§ **REQUIRED WORK**: Rescale every coordinate in the answers by multiplying it by 1.3 and rounding to a whole number, with halves rounded up. Then rewrite all the rows below, requests included, with only those coordinates changed.

---------- DATASET ----------

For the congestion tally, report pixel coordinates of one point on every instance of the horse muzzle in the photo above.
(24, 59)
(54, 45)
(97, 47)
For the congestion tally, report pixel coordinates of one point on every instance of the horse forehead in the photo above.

----------

§ **THE ANSWER**:
For the congestion tally, report pixel coordinates of one point on every instance of the horse muzzle in the photo above.
(31, 77)
(70, 59)
(126, 61)
For the congestion tally, report pixel coordinates of one point on every instance of the horse forehead in the photo above.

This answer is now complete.